REQUIRED TASK =
Update the lines running from the one containing "One point belongs to every instance of the dry" through the end of the records, inclusive, so that "dry fallen leaf" becomes "withered leaf" and nothing else changes; give back only those lines.

++++ RECORD LIST ++++

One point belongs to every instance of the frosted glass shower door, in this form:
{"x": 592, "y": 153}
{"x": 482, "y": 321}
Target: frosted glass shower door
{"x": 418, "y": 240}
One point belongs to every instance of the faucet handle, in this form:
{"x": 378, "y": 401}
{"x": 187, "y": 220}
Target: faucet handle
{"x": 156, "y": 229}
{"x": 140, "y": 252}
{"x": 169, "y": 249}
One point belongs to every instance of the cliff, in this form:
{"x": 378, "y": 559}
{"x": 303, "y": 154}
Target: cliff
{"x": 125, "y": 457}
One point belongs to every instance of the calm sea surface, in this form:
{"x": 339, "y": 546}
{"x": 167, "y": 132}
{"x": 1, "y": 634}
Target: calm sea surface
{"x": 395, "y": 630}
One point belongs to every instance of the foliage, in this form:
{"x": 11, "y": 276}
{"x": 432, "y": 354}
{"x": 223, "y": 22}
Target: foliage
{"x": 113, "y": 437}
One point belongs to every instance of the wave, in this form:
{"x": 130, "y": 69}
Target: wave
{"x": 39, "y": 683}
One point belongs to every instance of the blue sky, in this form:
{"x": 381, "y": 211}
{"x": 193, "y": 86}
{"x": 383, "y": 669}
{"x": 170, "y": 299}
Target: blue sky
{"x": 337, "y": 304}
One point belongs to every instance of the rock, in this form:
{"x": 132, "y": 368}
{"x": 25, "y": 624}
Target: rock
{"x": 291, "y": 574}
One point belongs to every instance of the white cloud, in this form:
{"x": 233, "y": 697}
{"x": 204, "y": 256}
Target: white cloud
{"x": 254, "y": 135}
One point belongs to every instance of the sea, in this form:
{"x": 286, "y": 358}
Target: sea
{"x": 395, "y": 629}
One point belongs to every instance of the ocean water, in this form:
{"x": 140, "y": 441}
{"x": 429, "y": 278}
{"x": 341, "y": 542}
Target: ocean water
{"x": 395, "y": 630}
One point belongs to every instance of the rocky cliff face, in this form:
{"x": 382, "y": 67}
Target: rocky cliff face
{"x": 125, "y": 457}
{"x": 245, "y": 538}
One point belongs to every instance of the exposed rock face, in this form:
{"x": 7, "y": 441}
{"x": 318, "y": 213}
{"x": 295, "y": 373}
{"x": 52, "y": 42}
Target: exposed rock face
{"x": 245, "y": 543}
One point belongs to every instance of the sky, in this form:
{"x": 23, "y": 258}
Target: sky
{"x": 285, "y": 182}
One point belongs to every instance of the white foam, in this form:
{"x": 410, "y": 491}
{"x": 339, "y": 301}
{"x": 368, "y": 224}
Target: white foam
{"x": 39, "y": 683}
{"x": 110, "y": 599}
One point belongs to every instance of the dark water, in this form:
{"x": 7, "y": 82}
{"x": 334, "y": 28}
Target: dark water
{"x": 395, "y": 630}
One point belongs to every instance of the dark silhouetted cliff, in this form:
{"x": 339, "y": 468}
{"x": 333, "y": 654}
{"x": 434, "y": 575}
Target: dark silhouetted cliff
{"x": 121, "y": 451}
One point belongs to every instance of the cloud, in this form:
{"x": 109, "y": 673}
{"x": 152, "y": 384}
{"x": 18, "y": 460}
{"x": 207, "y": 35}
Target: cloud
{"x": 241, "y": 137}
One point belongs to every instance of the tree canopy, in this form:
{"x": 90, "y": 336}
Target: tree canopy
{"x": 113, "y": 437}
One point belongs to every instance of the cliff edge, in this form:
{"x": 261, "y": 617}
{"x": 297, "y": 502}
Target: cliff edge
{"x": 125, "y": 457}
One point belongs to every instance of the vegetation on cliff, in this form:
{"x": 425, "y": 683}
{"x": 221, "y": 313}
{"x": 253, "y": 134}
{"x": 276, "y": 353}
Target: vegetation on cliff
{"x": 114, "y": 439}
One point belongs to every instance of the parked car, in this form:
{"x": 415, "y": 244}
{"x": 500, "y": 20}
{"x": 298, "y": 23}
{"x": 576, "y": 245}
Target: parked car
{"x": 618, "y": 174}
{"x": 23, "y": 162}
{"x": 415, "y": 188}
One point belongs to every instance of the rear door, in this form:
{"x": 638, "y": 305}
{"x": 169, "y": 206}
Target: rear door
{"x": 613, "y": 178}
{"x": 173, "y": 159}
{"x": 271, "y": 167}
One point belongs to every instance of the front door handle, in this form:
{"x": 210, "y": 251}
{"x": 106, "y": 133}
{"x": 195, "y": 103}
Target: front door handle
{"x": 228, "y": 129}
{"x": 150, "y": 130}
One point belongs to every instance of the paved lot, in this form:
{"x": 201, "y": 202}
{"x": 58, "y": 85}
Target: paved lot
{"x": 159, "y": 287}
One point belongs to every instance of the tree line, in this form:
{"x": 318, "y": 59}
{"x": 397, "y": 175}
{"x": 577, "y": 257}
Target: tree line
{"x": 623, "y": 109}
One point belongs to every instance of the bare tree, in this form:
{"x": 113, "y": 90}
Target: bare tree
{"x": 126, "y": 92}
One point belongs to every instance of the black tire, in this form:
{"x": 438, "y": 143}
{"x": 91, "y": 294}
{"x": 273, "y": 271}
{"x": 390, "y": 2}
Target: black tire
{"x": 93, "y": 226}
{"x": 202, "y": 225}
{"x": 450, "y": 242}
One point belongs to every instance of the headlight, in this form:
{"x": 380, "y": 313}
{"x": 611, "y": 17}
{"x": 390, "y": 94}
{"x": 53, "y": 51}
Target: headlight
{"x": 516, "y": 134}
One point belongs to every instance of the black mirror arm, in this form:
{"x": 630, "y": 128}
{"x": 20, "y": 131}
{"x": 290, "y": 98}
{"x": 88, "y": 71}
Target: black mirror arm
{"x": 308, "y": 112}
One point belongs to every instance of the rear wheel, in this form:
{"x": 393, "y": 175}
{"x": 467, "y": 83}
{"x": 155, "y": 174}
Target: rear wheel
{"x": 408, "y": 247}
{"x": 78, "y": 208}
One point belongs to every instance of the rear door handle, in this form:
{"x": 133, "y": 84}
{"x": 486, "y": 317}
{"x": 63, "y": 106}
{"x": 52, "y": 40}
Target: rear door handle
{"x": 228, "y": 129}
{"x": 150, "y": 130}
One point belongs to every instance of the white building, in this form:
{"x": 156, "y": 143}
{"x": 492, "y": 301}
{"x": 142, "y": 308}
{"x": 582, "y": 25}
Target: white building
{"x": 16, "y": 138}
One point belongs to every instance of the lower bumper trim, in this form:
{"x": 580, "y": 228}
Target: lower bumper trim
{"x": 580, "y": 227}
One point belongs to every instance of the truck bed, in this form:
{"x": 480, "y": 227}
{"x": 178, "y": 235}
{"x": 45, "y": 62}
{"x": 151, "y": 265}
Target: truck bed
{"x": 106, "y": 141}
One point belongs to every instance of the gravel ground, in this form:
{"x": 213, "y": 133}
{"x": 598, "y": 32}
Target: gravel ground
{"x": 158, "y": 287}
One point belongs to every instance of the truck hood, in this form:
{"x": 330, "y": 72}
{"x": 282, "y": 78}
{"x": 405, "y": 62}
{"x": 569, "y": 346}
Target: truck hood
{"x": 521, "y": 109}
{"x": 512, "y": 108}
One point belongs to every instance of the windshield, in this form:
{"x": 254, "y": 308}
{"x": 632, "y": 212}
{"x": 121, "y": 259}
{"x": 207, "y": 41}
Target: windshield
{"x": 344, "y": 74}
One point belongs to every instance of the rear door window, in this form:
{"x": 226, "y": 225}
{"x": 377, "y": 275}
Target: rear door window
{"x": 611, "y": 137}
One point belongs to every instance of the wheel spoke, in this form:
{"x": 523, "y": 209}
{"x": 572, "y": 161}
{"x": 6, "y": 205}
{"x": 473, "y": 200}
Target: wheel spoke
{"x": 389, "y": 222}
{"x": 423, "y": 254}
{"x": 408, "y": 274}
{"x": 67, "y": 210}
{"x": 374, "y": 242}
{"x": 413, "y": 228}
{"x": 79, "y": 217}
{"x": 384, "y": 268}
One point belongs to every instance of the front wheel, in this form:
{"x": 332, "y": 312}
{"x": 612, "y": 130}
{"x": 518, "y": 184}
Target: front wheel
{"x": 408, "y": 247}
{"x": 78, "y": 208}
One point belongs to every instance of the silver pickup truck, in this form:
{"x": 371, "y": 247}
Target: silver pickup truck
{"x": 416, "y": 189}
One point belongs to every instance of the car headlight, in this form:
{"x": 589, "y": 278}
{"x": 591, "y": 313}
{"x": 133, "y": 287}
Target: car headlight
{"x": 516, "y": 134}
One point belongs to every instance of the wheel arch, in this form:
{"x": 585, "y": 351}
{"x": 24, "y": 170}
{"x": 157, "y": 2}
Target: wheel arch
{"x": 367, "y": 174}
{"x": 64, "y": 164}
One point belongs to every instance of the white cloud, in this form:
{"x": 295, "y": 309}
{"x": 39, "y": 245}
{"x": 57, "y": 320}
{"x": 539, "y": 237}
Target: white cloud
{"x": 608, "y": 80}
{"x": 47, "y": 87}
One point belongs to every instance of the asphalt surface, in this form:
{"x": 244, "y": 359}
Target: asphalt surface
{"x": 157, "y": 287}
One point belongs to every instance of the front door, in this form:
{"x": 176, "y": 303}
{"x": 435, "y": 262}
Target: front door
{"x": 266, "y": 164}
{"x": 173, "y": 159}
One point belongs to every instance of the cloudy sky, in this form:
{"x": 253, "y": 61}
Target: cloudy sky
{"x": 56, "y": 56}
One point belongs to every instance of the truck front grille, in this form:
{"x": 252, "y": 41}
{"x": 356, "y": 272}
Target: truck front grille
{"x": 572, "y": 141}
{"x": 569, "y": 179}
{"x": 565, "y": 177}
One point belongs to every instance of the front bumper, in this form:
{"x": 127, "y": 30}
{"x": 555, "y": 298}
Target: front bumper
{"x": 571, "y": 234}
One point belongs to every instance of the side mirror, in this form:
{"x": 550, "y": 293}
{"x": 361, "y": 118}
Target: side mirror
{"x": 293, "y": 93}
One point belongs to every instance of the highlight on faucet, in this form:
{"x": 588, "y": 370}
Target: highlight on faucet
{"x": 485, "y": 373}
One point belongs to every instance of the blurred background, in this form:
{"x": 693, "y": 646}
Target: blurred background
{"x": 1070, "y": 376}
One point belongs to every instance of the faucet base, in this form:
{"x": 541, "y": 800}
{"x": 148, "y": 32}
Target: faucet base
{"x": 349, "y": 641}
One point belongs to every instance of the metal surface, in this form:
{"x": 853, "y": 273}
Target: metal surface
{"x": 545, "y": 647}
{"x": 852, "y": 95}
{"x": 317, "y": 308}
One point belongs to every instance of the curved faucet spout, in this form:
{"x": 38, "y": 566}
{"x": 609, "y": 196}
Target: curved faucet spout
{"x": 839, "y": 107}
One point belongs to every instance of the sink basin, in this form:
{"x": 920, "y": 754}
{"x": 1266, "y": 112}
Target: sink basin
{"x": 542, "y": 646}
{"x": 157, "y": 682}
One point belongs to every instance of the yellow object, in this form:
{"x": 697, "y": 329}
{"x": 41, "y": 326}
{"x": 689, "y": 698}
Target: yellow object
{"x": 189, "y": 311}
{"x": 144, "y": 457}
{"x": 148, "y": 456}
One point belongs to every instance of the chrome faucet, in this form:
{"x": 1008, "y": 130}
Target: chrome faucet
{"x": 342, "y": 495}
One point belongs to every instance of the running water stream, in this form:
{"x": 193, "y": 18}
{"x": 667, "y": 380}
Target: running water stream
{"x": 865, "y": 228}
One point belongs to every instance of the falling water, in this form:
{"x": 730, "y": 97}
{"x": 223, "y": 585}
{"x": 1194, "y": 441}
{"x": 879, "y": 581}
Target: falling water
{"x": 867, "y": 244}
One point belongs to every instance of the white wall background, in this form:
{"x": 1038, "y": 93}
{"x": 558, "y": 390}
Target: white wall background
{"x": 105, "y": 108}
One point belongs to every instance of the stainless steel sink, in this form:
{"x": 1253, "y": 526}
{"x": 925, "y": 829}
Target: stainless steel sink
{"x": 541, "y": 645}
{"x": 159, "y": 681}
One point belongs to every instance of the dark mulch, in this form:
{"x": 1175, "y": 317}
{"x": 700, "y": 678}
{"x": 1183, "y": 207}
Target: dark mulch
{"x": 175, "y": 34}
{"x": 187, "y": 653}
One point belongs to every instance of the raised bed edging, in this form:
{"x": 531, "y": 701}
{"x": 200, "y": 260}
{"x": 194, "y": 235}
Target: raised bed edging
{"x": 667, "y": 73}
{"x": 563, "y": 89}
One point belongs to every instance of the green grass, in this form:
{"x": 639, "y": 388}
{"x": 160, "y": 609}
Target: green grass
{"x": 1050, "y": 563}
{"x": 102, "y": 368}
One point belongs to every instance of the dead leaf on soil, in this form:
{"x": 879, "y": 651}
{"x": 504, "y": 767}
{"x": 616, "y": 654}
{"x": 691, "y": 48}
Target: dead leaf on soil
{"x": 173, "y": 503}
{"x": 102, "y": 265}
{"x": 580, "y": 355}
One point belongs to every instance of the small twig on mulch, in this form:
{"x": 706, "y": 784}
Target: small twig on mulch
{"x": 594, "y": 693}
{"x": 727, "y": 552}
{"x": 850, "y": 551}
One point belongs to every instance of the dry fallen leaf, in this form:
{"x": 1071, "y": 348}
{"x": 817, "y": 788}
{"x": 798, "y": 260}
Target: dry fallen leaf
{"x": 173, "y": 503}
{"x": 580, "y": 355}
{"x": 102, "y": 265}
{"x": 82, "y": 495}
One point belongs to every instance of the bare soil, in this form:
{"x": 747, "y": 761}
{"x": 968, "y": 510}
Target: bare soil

++++

PROBLEM SOLUTION =
One point belongs to every instance of the withered leaf, in this form:
{"x": 1071, "y": 348}
{"x": 817, "y": 788}
{"x": 798, "y": 260}
Target: withered leaf
{"x": 173, "y": 503}
{"x": 580, "y": 355}
{"x": 102, "y": 265}
{"x": 82, "y": 495}
One point belongs to every instance of the bare soil, in this form:
{"x": 747, "y": 761}
{"x": 968, "y": 510}
Target: bare soil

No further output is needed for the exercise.